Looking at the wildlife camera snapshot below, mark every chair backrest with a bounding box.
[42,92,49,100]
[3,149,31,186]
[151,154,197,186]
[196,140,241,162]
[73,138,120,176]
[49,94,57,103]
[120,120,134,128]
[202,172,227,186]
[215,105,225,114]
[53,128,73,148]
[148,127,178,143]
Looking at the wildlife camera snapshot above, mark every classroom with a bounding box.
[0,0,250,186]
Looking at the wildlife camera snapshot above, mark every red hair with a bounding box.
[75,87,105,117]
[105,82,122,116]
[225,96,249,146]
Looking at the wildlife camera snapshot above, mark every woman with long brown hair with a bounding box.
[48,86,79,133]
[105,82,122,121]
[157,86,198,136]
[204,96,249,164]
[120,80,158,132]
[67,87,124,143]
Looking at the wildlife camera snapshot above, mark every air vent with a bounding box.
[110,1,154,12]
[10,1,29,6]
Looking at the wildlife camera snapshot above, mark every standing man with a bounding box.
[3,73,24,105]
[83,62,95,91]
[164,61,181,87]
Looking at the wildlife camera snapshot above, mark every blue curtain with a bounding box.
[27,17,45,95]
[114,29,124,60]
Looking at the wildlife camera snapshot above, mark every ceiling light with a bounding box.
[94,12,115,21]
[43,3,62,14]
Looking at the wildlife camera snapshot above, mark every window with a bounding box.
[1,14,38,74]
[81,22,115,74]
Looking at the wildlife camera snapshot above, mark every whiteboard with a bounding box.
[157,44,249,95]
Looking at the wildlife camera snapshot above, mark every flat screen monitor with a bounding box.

## YOUR OBJECTIVE
Format the data above as a numbered list, from its first line through the line containing "[0,0,250,186]", including both. Omit blank lines.

## EXERCISE ANSWER
1. Looking at the wildlife camera snapshot below, mark every chair backrest with a bounding box.
2. [42,92,49,100]
3. [3,149,31,186]
4. [151,154,197,186]
5. [196,140,241,162]
6. [73,138,120,176]
7. [49,94,57,103]
8. [120,120,134,128]
9. [202,172,227,186]
10. [215,105,225,114]
11. [53,128,73,148]
12. [148,127,178,143]
13. Looking at the wildlife camera snapshot above, mark every classroom with a bounding box.
14. [0,0,250,186]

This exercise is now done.